## EXERCISE PROMPT:
Condense the paragraph in the article on Hawaii's early childhood programs that begins "Takumi was referring to Act 46," keeping its main facts.
*** PASSAGE PROVIDED Section Begins ***
Administrators of the state’s early childhood education and subsidized child care programs told lawmakers Tuesday that the coronavirus pandemic has forced them to scale back services for the time being.
In addition, lawmakers expressed differing views about whether a new law mandating 100% access to preschool to all 3- and 4-year-olds by the end of 2032 can be adequately funded in Hawaii’s post-COVID economy.
“I think the 500-pound gorilla in the room is the economic situation we’re now in,” said Rep. Roy Takumi, a leeward Oahu Democrat, during a joint informational briefing of the House Education and the Health, Human Services and Homelessness committees.
“If you can believe the newspapers, and you don’t believe it’s fake news, the economic forecast that we’ve seen is that tourism won’t return to 2019 levels until 2025,” Takumi added. “So we’re talking about five years out before tourism, not to mention other sectors of our economy, are kind of going to be at the point we were last year.”
Takumi was referring to Act 46, which also mandates that 50% of previously unserved 3- and 4-year-olds be placed in a state-funded preschool program by Dec. 31, 2027. He asked the administrators if they thought the law’s mandates could be carried out given the current economic crisis.
*** PASSAGE PROVIDED Section Ends ***
*** SUPPLIED DATA Section Begins ***
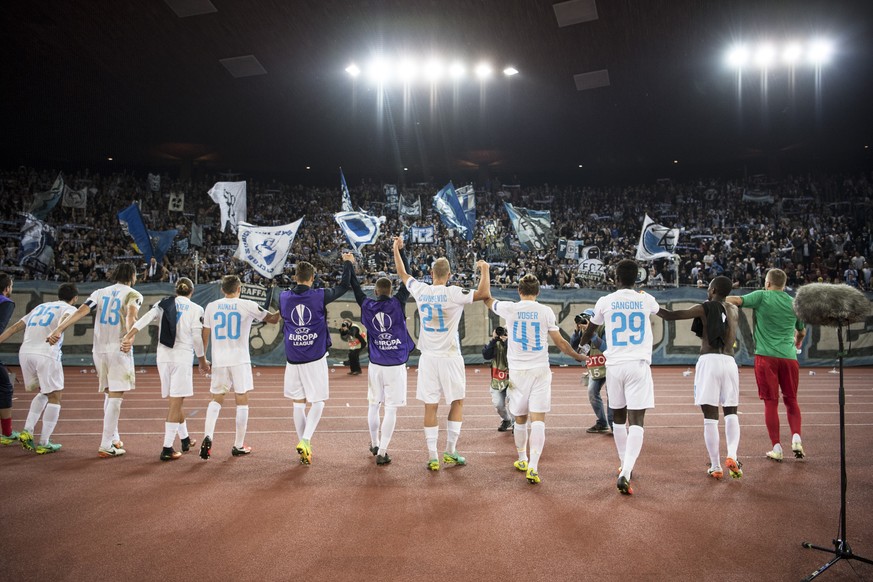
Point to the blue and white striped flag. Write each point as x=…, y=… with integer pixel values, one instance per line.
x=448, y=206
x=360, y=228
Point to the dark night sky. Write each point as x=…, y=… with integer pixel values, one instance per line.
x=130, y=79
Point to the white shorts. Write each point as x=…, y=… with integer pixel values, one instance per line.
x=115, y=371
x=531, y=391
x=177, y=379
x=237, y=378
x=386, y=384
x=441, y=375
x=307, y=381
x=41, y=372
x=629, y=384
x=716, y=381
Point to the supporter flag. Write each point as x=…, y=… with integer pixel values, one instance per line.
x=75, y=198
x=133, y=225
x=155, y=182
x=231, y=198
x=360, y=228
x=467, y=198
x=266, y=248
x=347, y=197
x=37, y=239
x=449, y=208
x=656, y=241
x=422, y=235
x=177, y=202
x=43, y=202
x=532, y=227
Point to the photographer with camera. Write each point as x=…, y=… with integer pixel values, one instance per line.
x=596, y=371
x=495, y=351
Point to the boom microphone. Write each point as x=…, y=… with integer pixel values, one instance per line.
x=831, y=305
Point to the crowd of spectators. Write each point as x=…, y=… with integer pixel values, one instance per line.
x=816, y=228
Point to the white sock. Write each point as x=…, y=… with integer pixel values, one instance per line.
x=111, y=412
x=388, y=424
x=242, y=423
x=711, y=438
x=632, y=449
x=373, y=421
x=37, y=405
x=300, y=419
x=170, y=430
x=521, y=441
x=431, y=433
x=732, y=434
x=312, y=419
x=619, y=433
x=211, y=418
x=49, y=421
x=453, y=432
x=537, y=440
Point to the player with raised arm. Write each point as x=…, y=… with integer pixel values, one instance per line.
x=228, y=323
x=307, y=340
x=629, y=388
x=716, y=377
x=180, y=332
x=441, y=366
x=384, y=317
x=115, y=311
x=41, y=366
x=530, y=325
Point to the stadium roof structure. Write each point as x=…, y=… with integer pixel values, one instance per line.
x=261, y=85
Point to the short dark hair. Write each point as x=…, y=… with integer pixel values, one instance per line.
x=626, y=272
x=67, y=292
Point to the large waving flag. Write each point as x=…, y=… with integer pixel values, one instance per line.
x=132, y=224
x=656, y=241
x=532, y=227
x=231, y=198
x=448, y=206
x=360, y=228
x=266, y=248
x=347, y=197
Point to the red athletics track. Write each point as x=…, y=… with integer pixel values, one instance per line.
x=72, y=516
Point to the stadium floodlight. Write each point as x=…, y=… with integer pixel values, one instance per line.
x=483, y=70
x=820, y=52
x=738, y=56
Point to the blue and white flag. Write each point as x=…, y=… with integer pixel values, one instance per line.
x=360, y=228
x=656, y=241
x=43, y=202
x=231, y=198
x=532, y=227
x=449, y=208
x=37, y=239
x=422, y=235
x=266, y=248
x=133, y=225
x=467, y=198
x=347, y=197
x=162, y=241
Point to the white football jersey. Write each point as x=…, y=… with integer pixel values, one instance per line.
x=39, y=324
x=528, y=324
x=231, y=322
x=189, y=324
x=628, y=328
x=110, y=306
x=440, y=308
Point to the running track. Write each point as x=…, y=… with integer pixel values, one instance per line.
x=72, y=516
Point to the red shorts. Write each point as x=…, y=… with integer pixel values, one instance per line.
x=775, y=373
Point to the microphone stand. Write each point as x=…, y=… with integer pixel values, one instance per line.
x=841, y=549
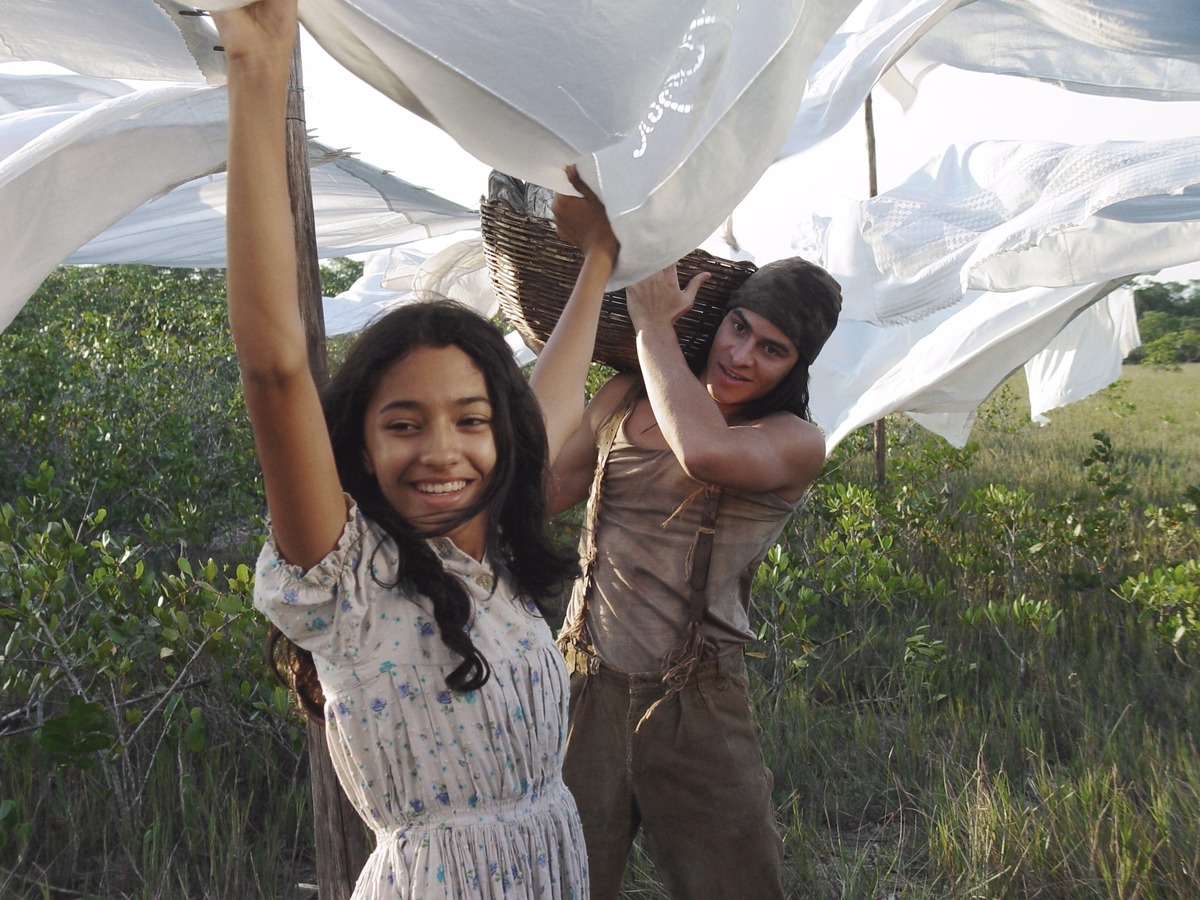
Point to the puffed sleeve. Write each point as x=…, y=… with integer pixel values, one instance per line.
x=325, y=610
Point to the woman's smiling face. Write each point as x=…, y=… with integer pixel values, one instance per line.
x=429, y=442
x=749, y=357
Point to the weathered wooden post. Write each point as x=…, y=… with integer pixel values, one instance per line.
x=341, y=835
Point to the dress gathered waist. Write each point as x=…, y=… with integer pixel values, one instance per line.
x=498, y=813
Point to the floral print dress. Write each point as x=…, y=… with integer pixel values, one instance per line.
x=463, y=791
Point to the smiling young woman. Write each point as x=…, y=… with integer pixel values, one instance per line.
x=689, y=480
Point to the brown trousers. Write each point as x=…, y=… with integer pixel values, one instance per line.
x=685, y=768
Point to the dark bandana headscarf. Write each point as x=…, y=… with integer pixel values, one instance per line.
x=798, y=298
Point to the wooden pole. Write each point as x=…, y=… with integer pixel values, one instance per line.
x=340, y=833
x=881, y=430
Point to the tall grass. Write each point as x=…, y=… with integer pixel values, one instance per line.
x=960, y=696
x=977, y=709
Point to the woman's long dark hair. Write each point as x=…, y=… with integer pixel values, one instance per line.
x=517, y=525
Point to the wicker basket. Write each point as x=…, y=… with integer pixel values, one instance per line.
x=533, y=271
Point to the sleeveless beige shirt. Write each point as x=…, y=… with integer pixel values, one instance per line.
x=635, y=603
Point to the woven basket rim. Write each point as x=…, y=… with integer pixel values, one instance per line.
x=533, y=271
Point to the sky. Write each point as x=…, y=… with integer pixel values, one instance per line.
x=953, y=106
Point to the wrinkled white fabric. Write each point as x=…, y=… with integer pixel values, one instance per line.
x=1085, y=357
x=939, y=370
x=671, y=112
x=1009, y=215
x=1129, y=48
x=1147, y=49
x=73, y=169
x=76, y=185
x=153, y=40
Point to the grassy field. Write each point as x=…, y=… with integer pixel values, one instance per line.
x=960, y=694
x=1152, y=415
x=979, y=679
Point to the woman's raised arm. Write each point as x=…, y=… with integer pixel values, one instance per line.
x=303, y=491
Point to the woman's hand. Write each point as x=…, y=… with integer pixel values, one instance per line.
x=658, y=298
x=583, y=221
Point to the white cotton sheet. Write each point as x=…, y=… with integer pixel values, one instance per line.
x=1011, y=215
x=106, y=173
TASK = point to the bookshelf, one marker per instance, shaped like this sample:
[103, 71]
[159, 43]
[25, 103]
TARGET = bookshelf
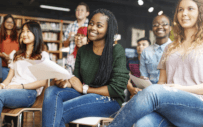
[52, 32]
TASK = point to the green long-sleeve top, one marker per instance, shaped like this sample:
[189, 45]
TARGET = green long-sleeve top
[87, 66]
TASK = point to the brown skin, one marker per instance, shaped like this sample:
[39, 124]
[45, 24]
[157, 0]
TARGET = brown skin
[81, 14]
[161, 32]
[140, 47]
[97, 30]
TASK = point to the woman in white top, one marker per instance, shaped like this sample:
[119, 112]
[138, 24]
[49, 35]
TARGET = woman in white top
[180, 99]
[21, 88]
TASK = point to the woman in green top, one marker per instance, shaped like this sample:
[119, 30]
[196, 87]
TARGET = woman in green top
[100, 77]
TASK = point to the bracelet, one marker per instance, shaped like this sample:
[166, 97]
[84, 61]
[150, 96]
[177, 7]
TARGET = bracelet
[22, 85]
[4, 86]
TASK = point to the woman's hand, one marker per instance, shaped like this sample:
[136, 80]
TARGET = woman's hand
[134, 91]
[62, 83]
[76, 84]
[145, 78]
[177, 86]
[14, 87]
[6, 58]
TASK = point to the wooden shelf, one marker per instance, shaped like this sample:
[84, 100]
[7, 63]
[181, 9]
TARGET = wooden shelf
[54, 51]
[57, 41]
[58, 53]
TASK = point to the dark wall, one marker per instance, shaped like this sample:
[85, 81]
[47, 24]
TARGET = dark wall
[128, 17]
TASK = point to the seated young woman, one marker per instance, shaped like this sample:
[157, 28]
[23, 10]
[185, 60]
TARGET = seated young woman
*** SUPPLIED DATA Section Ends ***
## REPLY TO THE EXERCISE:
Takumi meant Act 46, which also requires that half of previously unserved 3- and 4-year-olds be in a state-funded preschool program by Dec. 31, 2027. He asked the administrators whether the law's mandates could be met during the current economic crisis.